■ EXERCISE AIM: Write out each line of the material again, word for word.

■ TASK DATA:
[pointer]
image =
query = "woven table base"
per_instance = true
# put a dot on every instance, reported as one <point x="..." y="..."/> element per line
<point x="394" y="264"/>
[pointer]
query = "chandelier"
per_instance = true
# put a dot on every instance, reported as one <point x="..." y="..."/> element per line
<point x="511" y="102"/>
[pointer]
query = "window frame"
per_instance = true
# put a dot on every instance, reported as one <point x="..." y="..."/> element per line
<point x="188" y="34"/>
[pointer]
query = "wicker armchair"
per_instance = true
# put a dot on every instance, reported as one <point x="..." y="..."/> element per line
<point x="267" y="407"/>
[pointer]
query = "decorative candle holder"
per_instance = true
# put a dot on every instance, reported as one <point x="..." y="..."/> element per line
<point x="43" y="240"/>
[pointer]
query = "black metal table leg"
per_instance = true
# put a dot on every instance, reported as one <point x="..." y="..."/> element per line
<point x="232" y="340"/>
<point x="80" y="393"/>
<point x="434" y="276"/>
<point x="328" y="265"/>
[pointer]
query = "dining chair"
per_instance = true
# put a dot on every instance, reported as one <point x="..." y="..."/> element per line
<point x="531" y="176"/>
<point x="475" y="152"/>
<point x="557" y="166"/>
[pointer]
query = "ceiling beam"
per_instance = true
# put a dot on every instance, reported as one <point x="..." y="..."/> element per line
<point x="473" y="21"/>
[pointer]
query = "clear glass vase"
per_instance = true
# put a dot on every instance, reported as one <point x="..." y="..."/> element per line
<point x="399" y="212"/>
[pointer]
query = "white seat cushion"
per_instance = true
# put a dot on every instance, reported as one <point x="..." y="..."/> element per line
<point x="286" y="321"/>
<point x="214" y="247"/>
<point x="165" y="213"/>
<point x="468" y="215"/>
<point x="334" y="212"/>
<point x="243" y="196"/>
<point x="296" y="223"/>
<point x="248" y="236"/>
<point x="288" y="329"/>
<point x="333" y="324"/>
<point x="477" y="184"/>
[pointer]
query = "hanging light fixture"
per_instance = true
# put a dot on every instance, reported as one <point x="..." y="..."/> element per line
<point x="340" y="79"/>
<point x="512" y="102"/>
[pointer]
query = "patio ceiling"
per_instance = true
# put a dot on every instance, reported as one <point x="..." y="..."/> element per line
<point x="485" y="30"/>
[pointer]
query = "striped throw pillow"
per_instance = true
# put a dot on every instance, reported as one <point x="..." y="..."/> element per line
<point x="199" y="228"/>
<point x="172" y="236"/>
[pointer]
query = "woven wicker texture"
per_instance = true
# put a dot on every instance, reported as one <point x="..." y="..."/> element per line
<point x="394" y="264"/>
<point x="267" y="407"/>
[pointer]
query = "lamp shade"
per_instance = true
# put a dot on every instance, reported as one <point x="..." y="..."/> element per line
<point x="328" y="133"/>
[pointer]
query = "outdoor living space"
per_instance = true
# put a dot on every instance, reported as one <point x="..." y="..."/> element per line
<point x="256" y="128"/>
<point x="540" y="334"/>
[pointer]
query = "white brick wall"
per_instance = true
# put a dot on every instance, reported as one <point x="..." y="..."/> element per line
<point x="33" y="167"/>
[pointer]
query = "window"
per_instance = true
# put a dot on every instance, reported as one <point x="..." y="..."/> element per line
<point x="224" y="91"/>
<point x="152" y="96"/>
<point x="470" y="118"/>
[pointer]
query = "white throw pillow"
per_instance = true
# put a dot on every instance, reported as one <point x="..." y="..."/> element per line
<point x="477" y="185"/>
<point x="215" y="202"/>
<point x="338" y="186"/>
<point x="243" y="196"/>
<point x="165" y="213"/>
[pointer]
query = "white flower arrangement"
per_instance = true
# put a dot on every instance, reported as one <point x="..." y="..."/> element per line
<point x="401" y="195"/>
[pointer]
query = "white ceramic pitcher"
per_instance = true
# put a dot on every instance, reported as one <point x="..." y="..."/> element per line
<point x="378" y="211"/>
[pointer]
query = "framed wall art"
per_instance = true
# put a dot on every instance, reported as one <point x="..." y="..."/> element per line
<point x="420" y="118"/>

■ COMPLETED EXERCISE:
[pointer]
image =
query = "woven table base"
per_instance = true
# put a dot on every instance, reported as one <point x="..." y="..."/> element per line
<point x="394" y="264"/>
[pointer]
query = "chandelier"
per_instance = true
# put a dot on every instance, reported as one <point x="..." y="..."/> element per line
<point x="511" y="102"/>
[pointer]
query = "window frame"
per_instance = true
# put a dot on every instance, reported as one <point x="..." y="..."/> element per line
<point x="188" y="34"/>
[pointer]
query = "wicker armchair"
per_instance = true
# put a dot on every instance, reported as one <point x="..." y="..."/> element per line
<point x="267" y="407"/>
[pointer]
query = "decorative candle holder"
per_instance = true
# put a dot on every instance, reported as one <point x="..." y="..."/> element per line
<point x="43" y="240"/>
[pointer]
query = "black metal table leg"
per_instance = true
# put a dot on every instance, reported as one <point x="..." y="..."/> element per line
<point x="232" y="340"/>
<point x="80" y="393"/>
<point x="434" y="276"/>
<point x="328" y="265"/>
[pointer]
query = "dining chair"
per_instance = true
# put a dot on every instance, reported as one <point x="..." y="..."/> element per line
<point x="531" y="176"/>
<point x="475" y="152"/>
<point x="557" y="166"/>
[pointer]
query = "ceiling beam"
per_instance = true
# put a dot on every instance, reported as one <point x="..." y="..."/> element per line
<point x="473" y="21"/>
[pointer]
query = "clear glass vase"
per_instance = true
# put a dot on every instance, reported as one <point x="..." y="..."/> element per line
<point x="399" y="212"/>
[pointer]
query = "white seat cushion"
per_instance = true
# put a dot on every instance, reported as one <point x="..." y="..."/> element per line
<point x="286" y="321"/>
<point x="214" y="247"/>
<point x="165" y="213"/>
<point x="468" y="215"/>
<point x="334" y="212"/>
<point x="243" y="196"/>
<point x="296" y="223"/>
<point x="248" y="236"/>
<point x="288" y="329"/>
<point x="333" y="324"/>
<point x="477" y="184"/>
[pointer]
query = "hanging light fixture"
per_instance = true
# put a dot on every instance, reported as one <point x="..." y="..."/> element per line
<point x="340" y="79"/>
<point x="512" y="102"/>
[pointer]
query = "patio ceiling"
per_instance = true
# put a dot on every instance, reported as one <point x="..." y="..."/> element per line
<point x="485" y="30"/>
[pointer]
query = "striped throw pillow"
per_instance = true
# put a dot on every instance, reported as one <point x="..." y="..."/> element per line
<point x="199" y="228"/>
<point x="172" y="236"/>
[pointer]
query = "woven wicker texture"
per_instance = true
# put a dot on every instance, reported as one <point x="..." y="..."/> element per line
<point x="394" y="264"/>
<point x="267" y="407"/>
[pointer]
query = "lamp shade"
per_instance = true
# put a dot on every instance, reported as one <point x="..." y="..."/> element per line
<point x="328" y="133"/>
[pointer]
query = "outdoor living space"
per_instance = true
# put a dot on every instance, reported as one <point x="..." y="..."/> element per line
<point x="256" y="128"/>
<point x="540" y="334"/>
[pointer]
query = "white brick wall"
per_instance = true
# put a dot on every instance, reported as one <point x="..." y="..."/> element per line
<point x="33" y="167"/>
[pointer]
query = "window"
per_instance = true
# put a dot on every instance, reported as one <point x="..." y="..."/> element per line
<point x="224" y="91"/>
<point x="152" y="96"/>
<point x="470" y="118"/>
[pointer]
query = "white throw pillow"
per_instance = true
# put a dot on every instance, reported as one <point x="..." y="..."/> element per line
<point x="477" y="185"/>
<point x="215" y="202"/>
<point x="338" y="186"/>
<point x="243" y="196"/>
<point x="165" y="213"/>
[pointer]
query = "white flower arrangement"
per_instance = true
# put a dot on every instance, reported as one <point x="..." y="..."/> element per line
<point x="401" y="195"/>
[pointer]
query = "white ceramic pitcher"
per_instance = true
# put a dot on every instance, reported as one <point x="..." y="..."/> element per line
<point x="378" y="211"/>
[pointer]
query = "framed wall art"
per_instance = true
# put a dot on every instance, reported as one <point x="..." y="..."/> element per line
<point x="420" y="118"/>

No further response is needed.